## The problem:
Please copy the lines below word for word, leaving the pictures out of your answer.

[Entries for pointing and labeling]
◇ ◇ ◇ ◇ ◇

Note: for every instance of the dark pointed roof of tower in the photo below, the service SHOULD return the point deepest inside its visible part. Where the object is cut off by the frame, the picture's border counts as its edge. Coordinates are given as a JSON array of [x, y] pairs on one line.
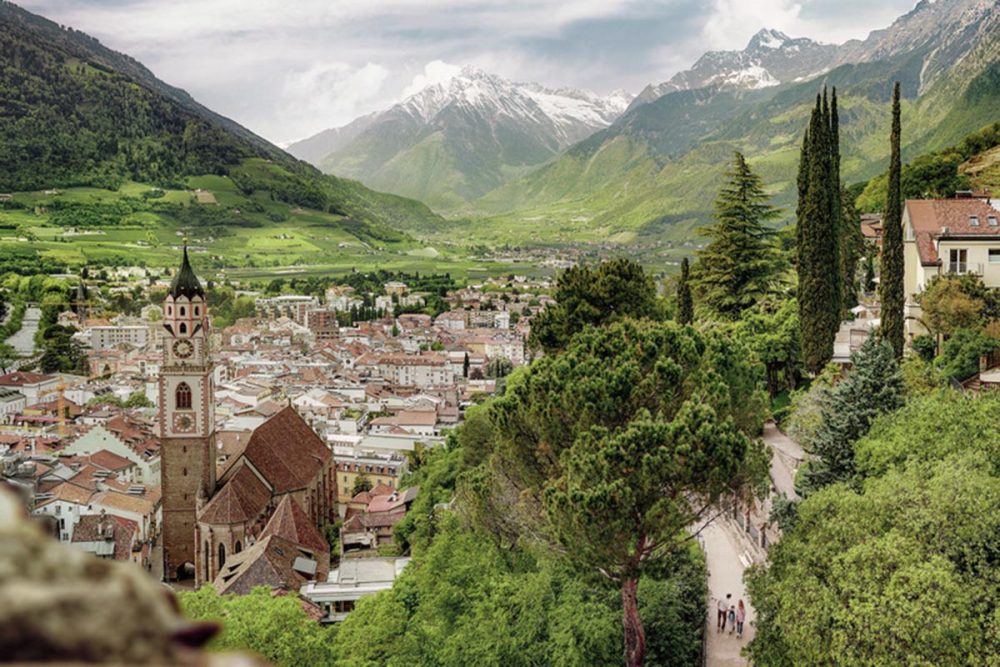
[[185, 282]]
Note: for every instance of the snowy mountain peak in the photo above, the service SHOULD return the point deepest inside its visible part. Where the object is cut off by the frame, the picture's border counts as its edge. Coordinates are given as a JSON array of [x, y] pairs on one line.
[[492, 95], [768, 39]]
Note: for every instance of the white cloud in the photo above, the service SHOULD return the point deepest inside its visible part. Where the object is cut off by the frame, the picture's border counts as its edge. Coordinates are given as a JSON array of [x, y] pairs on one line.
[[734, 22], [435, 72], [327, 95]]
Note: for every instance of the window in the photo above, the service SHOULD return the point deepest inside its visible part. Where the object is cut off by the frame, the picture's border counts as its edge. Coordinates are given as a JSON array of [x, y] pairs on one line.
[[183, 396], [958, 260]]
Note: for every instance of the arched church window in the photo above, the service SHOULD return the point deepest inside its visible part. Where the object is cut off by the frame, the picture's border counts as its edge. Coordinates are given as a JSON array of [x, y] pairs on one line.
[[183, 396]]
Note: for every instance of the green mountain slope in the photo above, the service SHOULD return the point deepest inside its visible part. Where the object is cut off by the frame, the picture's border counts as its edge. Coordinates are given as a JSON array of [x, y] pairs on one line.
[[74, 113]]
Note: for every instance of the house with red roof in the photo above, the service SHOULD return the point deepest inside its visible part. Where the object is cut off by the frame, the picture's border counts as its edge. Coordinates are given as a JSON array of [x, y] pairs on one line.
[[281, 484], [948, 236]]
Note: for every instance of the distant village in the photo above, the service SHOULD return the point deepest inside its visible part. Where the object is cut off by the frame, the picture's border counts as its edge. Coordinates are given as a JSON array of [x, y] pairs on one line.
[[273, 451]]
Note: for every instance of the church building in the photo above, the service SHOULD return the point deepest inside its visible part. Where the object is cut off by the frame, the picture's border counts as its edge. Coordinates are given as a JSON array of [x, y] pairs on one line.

◇ ◇ ◇ ◇ ◇

## Reply to the task:
Note: for every instance of the dark pointed roof of tower in the photo below, the service SHOULD return the point deepest inside its visible part. Where the object is cut off by the frame, the picture's border counts as its edge. Coordinates are given as a JSON array of [x, y] pairs on one line.
[[185, 282]]
Note: for every instance of the snowy mountain peak in the photo above, the service SHOULD return the point deepest inside its visible part. Where the object is cut off by the frame, the picture's border counts as its edge. Coordinates are given as a JSON array of [x, y] pairs on one line.
[[492, 95], [768, 39]]
Note: for every instance of the white cloud in the photo above, the service SHOULD return the point deepest inside its visible part. Where the object is cut off by the frame, the picture's border counts as its edge. Coordinates are given as a JSON array of [x, y] pairs on one line.
[[734, 22], [435, 72], [327, 95]]
Note: for every instance of the window in the photo above, the service SHOULD return the point deepest inside its visible part. Where the object is cut off by the frame, the picture's border counts as its edge. Coordinates are given as a JSON array of [x, y] pairs on one line.
[[183, 396], [958, 260]]
Note: for every instance of the arched church window in the photo above, the service SHOULD return the point deepest inside its visible part. Where the object is cut off by the frame, the picture's border counts as its edge. Coordinates are given as a JSON array of [x, y] pairs on one line.
[[183, 396]]
Note: for every instance of the green mountain slope in the photo above, the service SHOULD return the point deepest inside its visible part. Where the object is cut off by the frame, the picture's border counts as its edge. Coordinates are given as a JSON array of [x, y] pairs on one line.
[[74, 113]]
Note: for every instance of the house with red roof in the photo above, the service SHOULD return the point deepest inside its visible part. Where the object is cut off by the frame, the picture's border counts as its edge. Coordinates are given as a JSON array of [x, y] pairs on one line.
[[281, 484], [948, 236]]
Note: for every instance of the distant village in the photo above, the service SHOULD return the point deepest inside its visible part. Where the object is cut off by the frame, the picture's border counts as its edge. Coordinates are given as a JSON array of [x, y] pairs on one line.
[[273, 451]]
Note: for every instance of the church building in the photo above, the service SHOULD return the point deepest inside its visible part. Where the object is cut off by the frame, the picture's border counts as its edge. Coordinates are given as a JSON array of [x, y] pairs on one line.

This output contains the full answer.